_PROVIDED RECORDS_.
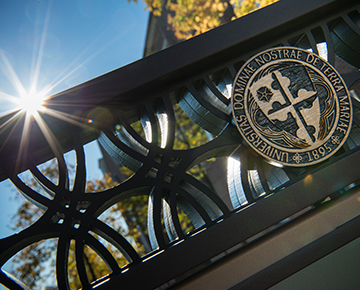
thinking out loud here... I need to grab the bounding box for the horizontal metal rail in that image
[1,0,360,289]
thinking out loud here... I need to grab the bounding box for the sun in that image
[17,91,46,117]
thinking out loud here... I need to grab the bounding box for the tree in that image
[9,101,215,289]
[8,1,280,288]
[132,0,279,41]
[9,160,151,289]
[8,104,215,288]
[9,155,195,289]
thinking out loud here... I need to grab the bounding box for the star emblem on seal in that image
[231,47,352,167]
[257,87,273,102]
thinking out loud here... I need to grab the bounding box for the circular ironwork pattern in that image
[231,47,353,166]
[1,4,360,288]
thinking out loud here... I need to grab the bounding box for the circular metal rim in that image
[231,46,353,167]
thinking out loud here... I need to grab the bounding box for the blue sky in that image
[0,0,149,114]
[0,0,150,276]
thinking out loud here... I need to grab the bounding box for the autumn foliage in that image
[135,0,279,40]
[9,1,280,288]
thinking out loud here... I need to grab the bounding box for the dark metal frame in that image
[1,0,360,289]
[230,214,360,290]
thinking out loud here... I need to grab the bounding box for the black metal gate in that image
[1,0,360,289]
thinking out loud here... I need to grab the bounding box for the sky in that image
[0,0,149,114]
[0,0,150,283]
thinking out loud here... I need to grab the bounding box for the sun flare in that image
[17,91,46,117]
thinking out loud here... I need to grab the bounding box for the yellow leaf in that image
[217,2,224,12]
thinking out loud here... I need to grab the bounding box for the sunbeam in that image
[0,0,128,176]
[0,50,27,98]
[0,49,47,117]
[0,111,25,153]
[29,0,52,96]
[16,90,46,117]
[32,110,63,159]
[41,22,127,97]
[44,107,94,129]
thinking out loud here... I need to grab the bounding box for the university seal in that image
[231,47,352,166]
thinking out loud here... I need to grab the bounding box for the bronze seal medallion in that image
[231,47,352,166]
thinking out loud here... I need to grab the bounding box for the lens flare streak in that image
[0,0,124,177]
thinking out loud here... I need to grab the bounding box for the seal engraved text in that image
[231,47,352,166]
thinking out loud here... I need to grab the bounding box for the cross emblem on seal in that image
[231,47,352,167]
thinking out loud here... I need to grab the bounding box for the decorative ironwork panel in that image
[1,0,360,289]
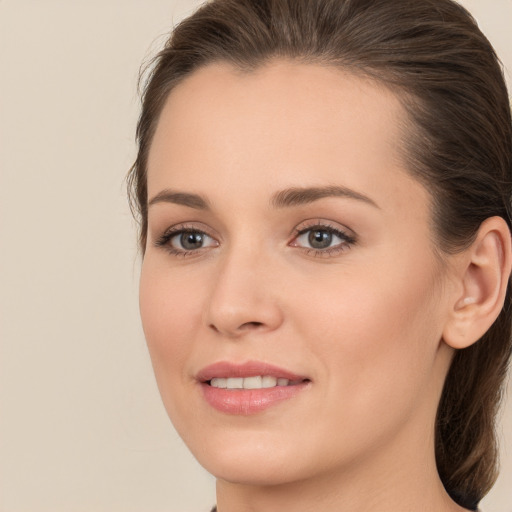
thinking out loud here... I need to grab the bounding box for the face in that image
[140,60,455,486]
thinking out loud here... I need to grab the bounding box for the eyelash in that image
[154,222,356,258]
[291,222,356,257]
[154,224,217,258]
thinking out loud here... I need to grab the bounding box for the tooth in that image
[226,377,244,389]
[262,376,277,388]
[243,376,262,389]
[212,376,292,389]
[210,378,227,388]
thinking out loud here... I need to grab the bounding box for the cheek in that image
[293,255,444,416]
[139,258,203,384]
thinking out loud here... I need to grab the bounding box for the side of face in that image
[139,60,458,485]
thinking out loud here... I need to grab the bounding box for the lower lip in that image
[200,382,309,415]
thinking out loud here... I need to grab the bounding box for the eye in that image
[290,223,356,256]
[173,231,212,251]
[155,226,218,256]
[299,229,337,250]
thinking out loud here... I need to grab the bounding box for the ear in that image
[443,216,512,349]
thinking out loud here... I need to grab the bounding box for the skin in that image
[139,60,497,512]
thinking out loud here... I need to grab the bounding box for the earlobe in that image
[443,216,512,350]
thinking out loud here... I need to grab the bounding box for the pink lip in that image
[196,361,311,415]
[197,360,307,382]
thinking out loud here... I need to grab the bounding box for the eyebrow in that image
[148,190,210,210]
[270,185,379,209]
[147,185,379,210]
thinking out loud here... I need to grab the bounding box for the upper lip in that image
[196,360,309,383]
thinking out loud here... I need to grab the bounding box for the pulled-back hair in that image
[128,0,512,508]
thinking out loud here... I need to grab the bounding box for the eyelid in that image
[155,222,218,241]
[289,219,357,256]
[153,222,220,256]
[291,219,356,240]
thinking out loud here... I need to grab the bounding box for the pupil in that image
[181,232,203,250]
[308,230,332,249]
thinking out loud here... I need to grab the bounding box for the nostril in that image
[241,321,264,329]
[208,321,264,336]
[209,321,263,332]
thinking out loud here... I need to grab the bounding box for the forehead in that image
[147,59,427,218]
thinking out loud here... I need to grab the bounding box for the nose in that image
[204,246,284,338]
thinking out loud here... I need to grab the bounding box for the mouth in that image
[196,361,311,415]
[197,360,310,386]
[207,375,307,389]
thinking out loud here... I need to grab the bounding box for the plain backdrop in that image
[1,1,511,511]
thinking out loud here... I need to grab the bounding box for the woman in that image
[128,0,512,510]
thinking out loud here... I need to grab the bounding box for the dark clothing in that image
[210,500,479,511]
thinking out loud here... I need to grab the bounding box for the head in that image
[128,0,512,508]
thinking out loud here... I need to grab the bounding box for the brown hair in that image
[127,0,512,508]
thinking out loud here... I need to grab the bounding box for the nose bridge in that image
[204,235,283,337]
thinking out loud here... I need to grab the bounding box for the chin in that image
[180,424,315,485]
[200,451,305,486]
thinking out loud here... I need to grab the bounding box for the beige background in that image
[0,1,511,511]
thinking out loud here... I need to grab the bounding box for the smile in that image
[197,361,311,414]
[209,376,302,389]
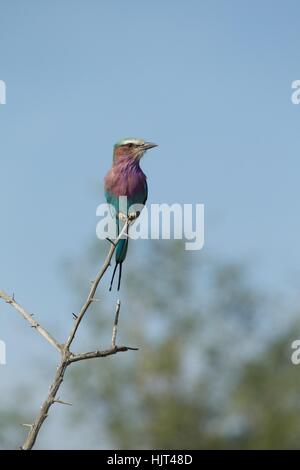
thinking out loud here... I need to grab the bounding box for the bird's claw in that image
[117,211,139,223]
[128,211,140,221]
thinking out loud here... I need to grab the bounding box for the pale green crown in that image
[114,138,145,148]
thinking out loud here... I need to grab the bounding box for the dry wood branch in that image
[64,221,129,350]
[69,299,138,364]
[0,291,62,353]
[69,345,139,363]
[0,219,138,450]
[112,299,121,347]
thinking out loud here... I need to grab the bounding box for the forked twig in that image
[0,219,138,450]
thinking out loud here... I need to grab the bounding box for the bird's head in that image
[113,138,158,163]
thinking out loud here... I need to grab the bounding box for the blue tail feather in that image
[109,224,128,291]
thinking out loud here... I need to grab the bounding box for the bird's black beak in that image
[143,142,158,150]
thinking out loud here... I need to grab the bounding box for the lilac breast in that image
[105,158,147,198]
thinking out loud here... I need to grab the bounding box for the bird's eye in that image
[127,143,134,148]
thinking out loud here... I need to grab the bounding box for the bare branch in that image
[69,345,139,364]
[21,354,70,449]
[69,299,138,363]
[112,299,121,347]
[0,290,62,353]
[64,221,129,350]
[15,218,136,450]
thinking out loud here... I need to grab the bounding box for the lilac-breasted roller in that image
[104,138,158,291]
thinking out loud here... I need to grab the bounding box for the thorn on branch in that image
[72,313,78,319]
[54,398,72,406]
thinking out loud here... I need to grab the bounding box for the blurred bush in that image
[62,239,300,449]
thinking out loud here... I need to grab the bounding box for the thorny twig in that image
[0,219,138,450]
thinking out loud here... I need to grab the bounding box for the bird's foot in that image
[117,211,140,223]
[117,212,127,223]
[128,211,140,222]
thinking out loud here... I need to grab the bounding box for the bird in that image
[104,138,158,291]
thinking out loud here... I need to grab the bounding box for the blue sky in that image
[1,0,300,447]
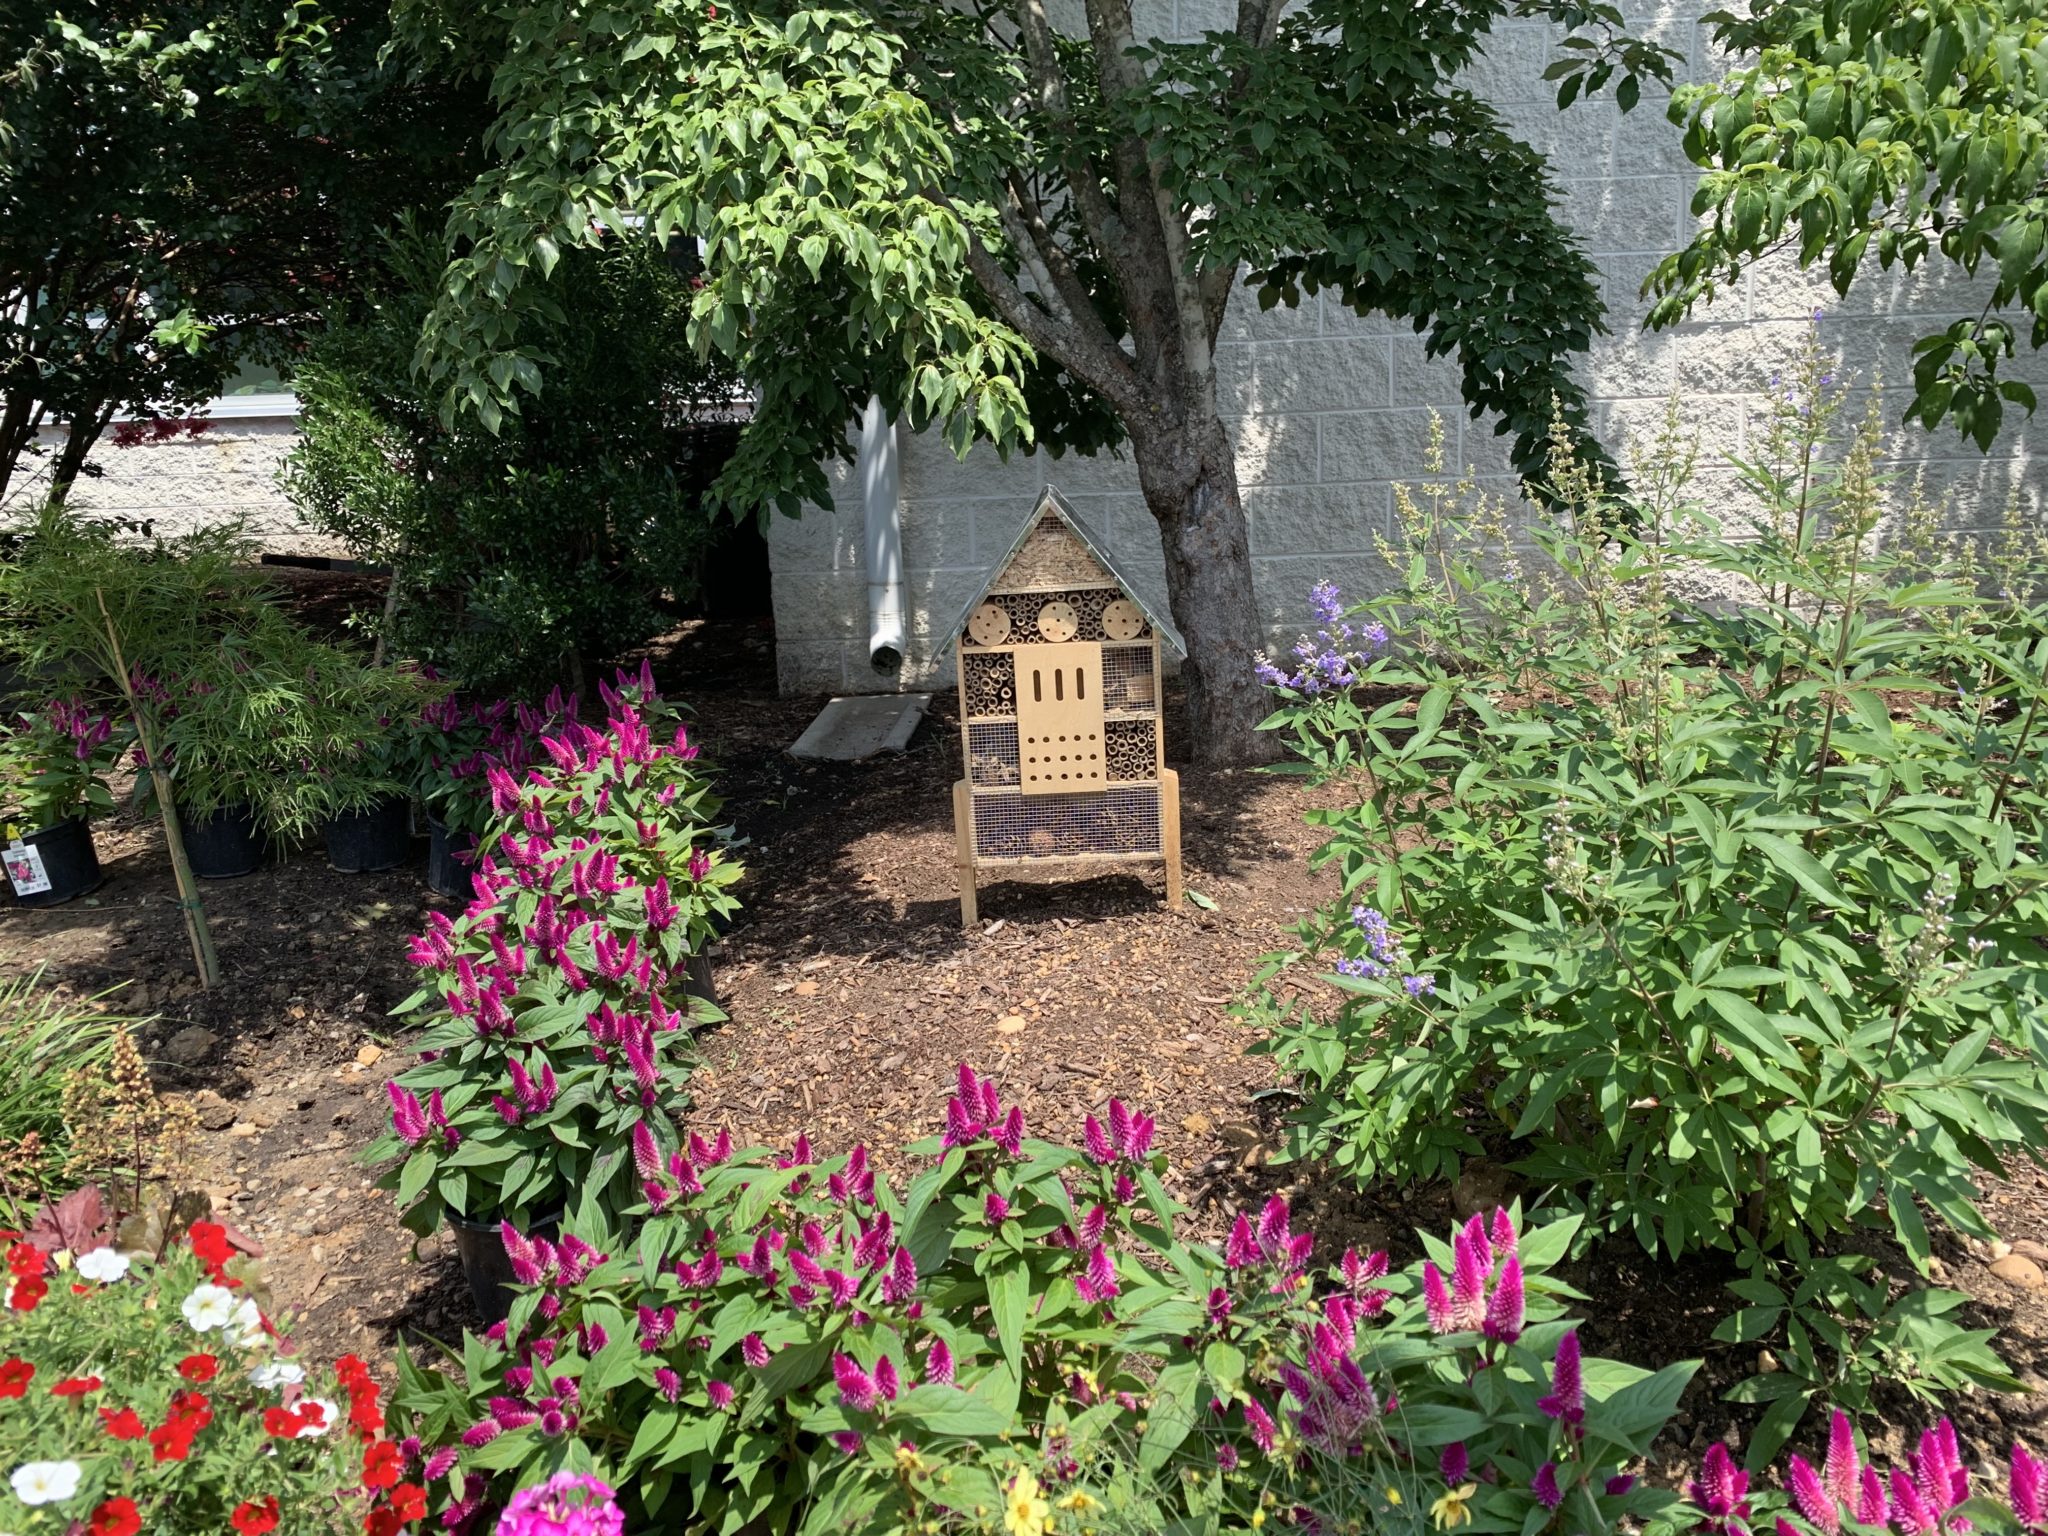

_PROBLEM STATEMENT_.
Give an exact copy of the material, leaving out every picture.

_RESULT OF THE EXERCISE_.
thinking out loud here... I need to grab the bounding box for the horizontal metal rail in that image
[1,0,360,289]
thinking out loud here... I need to grab the bounding box for the sun in that image
[17,91,46,117]
thinking out loud here... I need to grab the bounding box for the tree in that image
[9,101,215,289]
[8,1,280,288]
[132,0,279,41]
[9,160,151,289]
[8,104,215,288]
[9,155,195,289]
thinking out loud here... I need to grab the bounding box for the star emblem on seal in that image
[231,47,352,167]
[257,87,273,102]
thinking out loud here... I need to grab the bounding box for the circular ironwork pattern in that image
[231,47,353,166]
[1,4,360,288]
thinking out loud here... I need to grab the bounding box for the circular metal rim in that image
[231,46,353,167]
thinking out loud here... I need to grab the bounding box for the blue sky in that image
[0,0,149,114]
[0,0,150,276]
thinking out loud here... I need to grab the bounding box for the autumn foliage in that image
[135,0,279,40]
[9,1,280,288]
thinking out loud here... I need to grab the bounding box for the dark metal frame in that image
[1,0,360,289]
[230,214,360,290]
thinking out loud here... I need to grab the bounding box for the black metal gate in that image
[1,0,360,289]
thinking out loud here... I need to grab the bounding box for the sky in that image
[0,0,149,114]
[0,0,150,283]
thinking out loud here... I need to grab the bounding box for the sun flare in that image
[17,91,46,117]
thinking out loud here... I need to grab the bounding box for the yellow leaf in that image
[217,2,224,12]
thinking out loud here... I need to grab the bounding box for the sunbeam in that image
[0,0,128,176]
[0,50,27,98]
[0,49,47,117]
[0,111,25,153]
[29,0,52,96]
[16,90,46,117]
[32,110,63,159]
[41,22,127,97]
[44,107,94,129]
thinking out loud here... I need to grab the bounding box for the university seal in that image
[231,47,352,166]
thinking out loud here... I need to grab the bounding box for the bronze seal medallion in that image
[231,47,352,166]
thinking out loud here... I need to grab the bounding box for the lens flare streak in that image
[0,0,124,177]
thinking out loud here... I need to grab the bounding box for the seal engraved text in that image
[231,47,352,166]
thinking out loud here... I need to grab the bounding box for the cross emblem on seal in that image
[231,47,352,167]
thinking out loud here... I need to grab the bounding box for the decorative ironwork panel in that image
[1,0,360,289]
thinking out loud here... I need to grab the bounding box for the face in that image
[140,60,455,486]
thinking out loud here... I need to grab the bounding box for the eyelash in that image
[154,222,356,258]
[291,222,356,257]
[154,224,217,258]
thinking out loud here... I need to grab the bounding box for the tooth in that image
[226,377,244,389]
[262,376,277,388]
[243,376,262,389]
[212,376,292,389]
[210,378,227,388]
thinking out loud here... I need to grab the bounding box for the cheek in that image
[293,255,444,416]
[139,258,203,384]
thinking out loud here... I need to grab the bounding box for the side of face in that image
[139,60,458,485]
thinking out loud here... I need to grab the bounding box for the lower lip in that image
[200,382,309,415]
thinking out loud here... I need to grab the bounding box for the eye in that image
[290,223,356,256]
[173,231,212,251]
[155,226,218,256]
[299,229,337,250]
thinking out loud here... I need to grab the bounding box for the ear in that image
[443,216,512,349]
thinking out loud here... I need to grab the bounding box for the skin in that image
[139,60,497,512]
thinking out loud here... I need to grab the bounding box for the earlobe in that image
[443,216,512,350]
thinking out loud here... I need to grab the bounding box for the pink lip in that image
[196,361,311,415]
[197,360,307,382]
thinking out loud here... I need to grab the bounding box for the eyebrow in that image
[148,190,210,210]
[270,185,379,209]
[147,185,379,210]
thinking out loud here... I need to grab the bounding box for the upper lip in that image
[196,360,309,383]
thinking out loud here... I need to grab the bounding box for the pulled-back hair in that image
[128,0,512,508]
thinking out loud here... I need to grab the bounding box for the eyelid in that image
[155,222,218,241]
[289,219,357,256]
[153,222,220,256]
[291,219,356,240]
thinking out loud here... I need to grab the bounding box for the pupil in that image
[181,232,203,250]
[308,230,332,249]
thinking out loud here... I need to grab the bounding box for the nostril in that image
[241,321,264,329]
[208,321,264,336]
[209,321,263,332]
thinking out loud here... I need to grab the bounding box for the forehead in that image
[147,59,427,218]
thinking out loud here... I need to grab the bounding box for the nose in that image
[204,246,284,338]
thinking out loud here... I need to grab the bounding box for the mouth in that image
[196,361,311,415]
[197,360,310,386]
[207,375,307,389]
thinking out loud here... I need to grab the bounding box for the plain backdrop in that image
[1,1,511,511]
thinking out loud here... I need to grab the bounding box for the woman in that image
[128,0,512,510]
thinking out loud here... I need to grab the bounding box for the dark clothing in that image
[210,500,479,511]
thinking out loud here... I need to grab the bounding box for the head in that image
[128,0,512,508]
thinking out loud here... I need to grab the bounding box for the brown hair in that image
[127,0,512,508]
thinking out loud here... I need to grab the bounding box for the nose bridge in that image
[204,235,283,337]
thinking out loud here... I need to grab the bounding box for the chin in that image
[180,424,315,485]
[200,451,305,486]
thinking out loud here... I need to grab the bounding box for the beige background in that image
[0,1,511,511]
thinking out loud here... I need to grab the bounding box for the smile in that image
[197,361,311,414]
[209,376,302,389]
thinking out loud here... I need to grab the bounding box for the bird's claw in that image
[117,211,139,223]
[128,211,140,221]
thinking out loud here... I need to grab the bounding box for the pale green crown in that image
[114,138,145,148]
thinking out loud here... I need to grab the bounding box for the dry wood branch in that image
[64,221,129,350]
[69,299,138,364]
[0,291,62,353]
[69,345,139,363]
[0,219,138,450]
[112,299,121,347]
thinking out loud here... I need to grab the bounding box for the forked twig in that image
[0,219,138,450]
thinking out loud here... I need to grab the bounding box for the bird's head in that image
[113,138,158,163]
thinking out loud here... I need to grab the bounding box for the blue tail feather in that image
[109,224,128,291]
thinking out loud here... I need to grab the bounding box for the bird's black beak in that image
[143,142,158,150]
thinking out loud here... I need to grab the bounding box for the lilac breast in that image
[105,158,147,198]
thinking out loud here... I need to grab the bounding box for the bird's eye in that image
[127,143,134,148]
thinking out loud here... I need to grab the bounding box for the bare branch in that image
[69,345,139,364]
[21,354,70,449]
[69,299,138,363]
[112,299,121,347]
[0,290,62,353]
[64,221,129,350]
[15,218,136,450]
thinking out loud here... I need to grab the bounding box for the lilac-breasted roller in that image
[104,138,158,291]
thinking out loud here... I need to grab the bounding box for the thorn on branch in that image
[72,313,78,319]
[54,398,72,406]
thinking out loud here... I need to grab the bounding box for the blurred bush in that image
[62,239,300,449]
thinking out loud here... I need to grab the bounding box for the thorny twig in that image
[0,219,138,450]
thinking out loud here... I need to grab the bounding box for the bird's foot in that image
[117,211,140,223]
[117,212,127,223]
[128,211,140,222]
thinking out loud here... I need to grab the bounding box for the bird in that image
[104,138,158,291]
thinking out loud here... I need to grab the bounding box for the blue sky in that image
[1,0,300,447]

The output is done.